- EXERCISE -
The answer must consist only of the lines from the line with "One marker per instance, like [53,89]." to the line with "One marker per instance, like [15,41].", both included, exactly as they stand below.
--------------------------------
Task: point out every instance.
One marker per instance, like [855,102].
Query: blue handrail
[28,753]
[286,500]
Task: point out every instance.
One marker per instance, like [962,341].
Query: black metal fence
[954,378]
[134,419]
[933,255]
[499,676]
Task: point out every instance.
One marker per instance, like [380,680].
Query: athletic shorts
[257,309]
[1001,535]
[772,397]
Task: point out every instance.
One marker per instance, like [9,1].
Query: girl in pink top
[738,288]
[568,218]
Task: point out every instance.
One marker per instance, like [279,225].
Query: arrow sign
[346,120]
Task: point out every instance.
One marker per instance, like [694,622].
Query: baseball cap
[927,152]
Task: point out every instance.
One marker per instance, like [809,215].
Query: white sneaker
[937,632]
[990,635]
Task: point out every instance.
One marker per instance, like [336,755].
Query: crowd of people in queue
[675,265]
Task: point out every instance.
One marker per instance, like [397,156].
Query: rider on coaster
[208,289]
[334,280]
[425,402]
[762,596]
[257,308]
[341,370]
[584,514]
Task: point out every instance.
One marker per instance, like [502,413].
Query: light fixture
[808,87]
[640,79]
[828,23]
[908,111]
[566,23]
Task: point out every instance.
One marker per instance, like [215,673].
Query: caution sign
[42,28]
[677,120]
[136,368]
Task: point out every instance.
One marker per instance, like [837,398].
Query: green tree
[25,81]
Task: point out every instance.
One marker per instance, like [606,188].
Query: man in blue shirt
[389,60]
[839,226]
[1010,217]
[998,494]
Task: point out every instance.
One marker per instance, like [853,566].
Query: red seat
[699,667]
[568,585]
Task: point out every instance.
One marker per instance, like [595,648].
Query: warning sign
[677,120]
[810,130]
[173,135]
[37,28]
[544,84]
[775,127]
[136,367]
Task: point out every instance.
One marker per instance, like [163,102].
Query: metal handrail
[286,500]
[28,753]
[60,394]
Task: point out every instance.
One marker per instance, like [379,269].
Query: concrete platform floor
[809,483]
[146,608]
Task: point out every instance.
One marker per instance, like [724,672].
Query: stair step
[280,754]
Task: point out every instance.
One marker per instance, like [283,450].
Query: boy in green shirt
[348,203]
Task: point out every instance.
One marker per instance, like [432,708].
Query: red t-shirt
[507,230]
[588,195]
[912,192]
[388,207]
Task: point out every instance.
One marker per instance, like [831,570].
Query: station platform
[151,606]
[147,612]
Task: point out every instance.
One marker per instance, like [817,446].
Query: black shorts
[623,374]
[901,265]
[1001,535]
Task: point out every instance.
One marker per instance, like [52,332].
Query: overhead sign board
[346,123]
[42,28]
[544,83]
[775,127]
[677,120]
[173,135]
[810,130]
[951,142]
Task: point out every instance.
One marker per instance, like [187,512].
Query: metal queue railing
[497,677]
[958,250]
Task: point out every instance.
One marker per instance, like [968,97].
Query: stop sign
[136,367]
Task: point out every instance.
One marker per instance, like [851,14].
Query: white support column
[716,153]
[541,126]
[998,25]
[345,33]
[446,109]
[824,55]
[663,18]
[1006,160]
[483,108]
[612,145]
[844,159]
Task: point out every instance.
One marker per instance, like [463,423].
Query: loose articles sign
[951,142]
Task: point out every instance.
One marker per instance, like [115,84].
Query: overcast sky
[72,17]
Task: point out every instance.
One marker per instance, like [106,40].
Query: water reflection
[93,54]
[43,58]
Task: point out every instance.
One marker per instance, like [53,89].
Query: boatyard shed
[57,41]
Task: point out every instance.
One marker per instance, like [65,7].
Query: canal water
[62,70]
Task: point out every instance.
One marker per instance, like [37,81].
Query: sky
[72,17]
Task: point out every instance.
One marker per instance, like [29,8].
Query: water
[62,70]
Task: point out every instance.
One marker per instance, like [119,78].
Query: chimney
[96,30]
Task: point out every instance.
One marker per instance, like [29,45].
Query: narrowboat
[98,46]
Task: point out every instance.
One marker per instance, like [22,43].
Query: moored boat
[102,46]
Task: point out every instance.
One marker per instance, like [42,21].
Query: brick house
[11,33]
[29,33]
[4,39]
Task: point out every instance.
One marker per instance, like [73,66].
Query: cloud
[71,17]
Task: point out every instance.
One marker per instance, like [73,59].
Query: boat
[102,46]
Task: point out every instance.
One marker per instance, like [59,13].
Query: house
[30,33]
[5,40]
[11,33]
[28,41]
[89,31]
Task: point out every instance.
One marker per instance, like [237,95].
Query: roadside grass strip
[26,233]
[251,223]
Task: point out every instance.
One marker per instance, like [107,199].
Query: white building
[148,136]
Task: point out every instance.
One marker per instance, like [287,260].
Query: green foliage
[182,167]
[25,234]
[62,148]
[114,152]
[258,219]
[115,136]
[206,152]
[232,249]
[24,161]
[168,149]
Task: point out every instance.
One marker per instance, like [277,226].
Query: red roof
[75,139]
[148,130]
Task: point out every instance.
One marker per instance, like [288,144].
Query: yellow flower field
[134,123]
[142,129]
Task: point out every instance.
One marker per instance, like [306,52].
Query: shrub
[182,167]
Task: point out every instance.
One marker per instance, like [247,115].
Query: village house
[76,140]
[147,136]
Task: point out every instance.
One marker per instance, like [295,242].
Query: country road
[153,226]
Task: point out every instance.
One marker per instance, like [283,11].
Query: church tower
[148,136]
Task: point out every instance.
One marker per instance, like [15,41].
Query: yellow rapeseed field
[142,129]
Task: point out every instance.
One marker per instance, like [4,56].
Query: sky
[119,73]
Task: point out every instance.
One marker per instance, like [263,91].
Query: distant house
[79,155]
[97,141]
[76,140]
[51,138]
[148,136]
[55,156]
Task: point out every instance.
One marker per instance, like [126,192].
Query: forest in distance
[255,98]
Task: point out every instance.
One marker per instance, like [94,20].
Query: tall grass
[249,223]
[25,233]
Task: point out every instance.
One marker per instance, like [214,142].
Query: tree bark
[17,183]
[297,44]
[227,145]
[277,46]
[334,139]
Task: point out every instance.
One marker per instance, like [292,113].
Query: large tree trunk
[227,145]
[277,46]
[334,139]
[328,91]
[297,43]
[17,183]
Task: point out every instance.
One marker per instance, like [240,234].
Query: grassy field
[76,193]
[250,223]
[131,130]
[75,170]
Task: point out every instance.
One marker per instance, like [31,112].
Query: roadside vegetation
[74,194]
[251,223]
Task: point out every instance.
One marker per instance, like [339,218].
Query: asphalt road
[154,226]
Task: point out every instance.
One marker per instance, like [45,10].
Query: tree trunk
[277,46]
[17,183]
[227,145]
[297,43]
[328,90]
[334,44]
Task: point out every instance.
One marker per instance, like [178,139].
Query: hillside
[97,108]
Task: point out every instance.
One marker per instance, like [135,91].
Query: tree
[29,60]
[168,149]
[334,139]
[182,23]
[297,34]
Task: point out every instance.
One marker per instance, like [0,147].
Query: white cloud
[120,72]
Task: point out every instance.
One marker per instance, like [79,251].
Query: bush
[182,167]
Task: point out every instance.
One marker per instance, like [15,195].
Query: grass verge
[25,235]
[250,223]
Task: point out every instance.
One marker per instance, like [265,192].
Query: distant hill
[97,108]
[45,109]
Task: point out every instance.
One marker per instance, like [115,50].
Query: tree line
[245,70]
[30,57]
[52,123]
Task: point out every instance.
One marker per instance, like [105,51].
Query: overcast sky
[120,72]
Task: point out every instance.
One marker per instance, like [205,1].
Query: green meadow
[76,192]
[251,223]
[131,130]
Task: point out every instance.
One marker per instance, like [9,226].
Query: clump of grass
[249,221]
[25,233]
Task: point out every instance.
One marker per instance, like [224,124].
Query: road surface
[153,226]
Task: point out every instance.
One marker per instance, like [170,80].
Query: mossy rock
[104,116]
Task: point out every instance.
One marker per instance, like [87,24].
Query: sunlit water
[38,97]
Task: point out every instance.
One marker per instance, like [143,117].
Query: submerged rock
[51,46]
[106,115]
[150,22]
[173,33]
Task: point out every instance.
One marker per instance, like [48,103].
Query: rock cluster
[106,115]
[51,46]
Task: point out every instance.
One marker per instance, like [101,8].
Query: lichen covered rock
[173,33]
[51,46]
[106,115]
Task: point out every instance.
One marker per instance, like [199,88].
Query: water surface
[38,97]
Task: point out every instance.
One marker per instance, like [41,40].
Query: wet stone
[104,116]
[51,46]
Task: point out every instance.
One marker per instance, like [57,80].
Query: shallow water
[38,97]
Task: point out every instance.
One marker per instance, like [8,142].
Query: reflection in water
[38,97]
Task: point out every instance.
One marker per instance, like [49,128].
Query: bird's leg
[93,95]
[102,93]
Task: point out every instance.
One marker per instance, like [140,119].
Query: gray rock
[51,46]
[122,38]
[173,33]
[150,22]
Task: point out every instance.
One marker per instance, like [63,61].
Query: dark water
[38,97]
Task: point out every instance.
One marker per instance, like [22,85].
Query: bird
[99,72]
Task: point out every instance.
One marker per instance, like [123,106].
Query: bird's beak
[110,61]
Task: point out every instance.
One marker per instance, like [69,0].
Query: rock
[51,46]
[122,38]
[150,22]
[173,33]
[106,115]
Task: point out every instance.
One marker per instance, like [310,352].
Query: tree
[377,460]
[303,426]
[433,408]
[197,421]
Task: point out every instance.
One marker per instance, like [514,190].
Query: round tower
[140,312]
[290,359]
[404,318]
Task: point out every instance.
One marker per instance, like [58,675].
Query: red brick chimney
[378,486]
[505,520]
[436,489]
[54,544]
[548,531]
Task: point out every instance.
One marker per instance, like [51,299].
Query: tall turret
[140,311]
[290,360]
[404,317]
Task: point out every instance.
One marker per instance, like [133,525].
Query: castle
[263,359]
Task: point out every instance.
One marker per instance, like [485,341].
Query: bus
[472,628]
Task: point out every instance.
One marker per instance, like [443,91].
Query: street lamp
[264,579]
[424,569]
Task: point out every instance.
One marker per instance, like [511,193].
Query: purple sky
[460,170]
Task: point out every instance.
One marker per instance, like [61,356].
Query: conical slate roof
--------------------------------
- ANSWER SECTION -
One marker per instance, like [53,89].
Query: boatyard shed
[57,41]
Task: point out every instance.
One marker per instance, like [65,7].
Query: canal water
[62,70]
Task: point out every instance.
One marker per instance, like [37,81].
Query: sky
[72,17]
Task: point out every instance.
One marker per instance, like [29,8].
Query: water
[62,70]
Task: point out every instance.
One marker per instance, like [119,78].
Query: chimney
[96,30]
Task: point out every instance.
One marker per instance, like [29,45].
Query: narrowboat
[98,46]
Task: point out every instance.
One marker per instance, like [22,43].
Query: moored boat
[102,46]
Task: point out every instance.
One marker per instance, like [42,21].
Query: brick house
[11,33]
[29,33]
[4,39]
Task: point out every instance.
One marker per instance, like [73,66].
Query: cloud
[71,17]
Task: point out every instance.
One marker per instance, like [73,59].
Query: boat
[102,46]
Task: point out every instance.
One marker per instance, like [59,13].
Query: house
[30,33]
[5,40]
[11,33]
[28,41]
[89,31]
Task: point out every instance.
One marker per instance, like [237,95].
Query: roadside grass strip
[26,233]
[251,223]
Task: point out every instance.
One marker per instance, like [107,199].
Query: white building
[148,136]
Task: point out every instance.
One marker per instance, like [287,260].
Query: green foliage
[182,167]
[25,234]
[62,148]
[114,152]
[258,219]
[115,136]
[206,152]
[232,249]
[24,161]
[168,149]
Task: point out every instance.
One marker per instance, like [277,226].
Query: red roof
[75,139]
[148,130]
Task: point out every instance.
One marker per instance, like [288,144].
Query: yellow flower field
[134,123]
[142,129]
Task: point out every instance.
One marker per instance, like [306,52].
Query: shrub
[182,167]
Task: point out every instance.
One marker per instance, like [247,115].
Query: village house
[76,140]
[147,136]
Task: point out every instance.
One marker per instance, like [295,242].
Query: country road
[153,226]
Task: point out every instance.
One marker per instance, like [283,11].
Query: church tower
[148,136]
Task: point out every instance.
One marker per instance, like [15,41].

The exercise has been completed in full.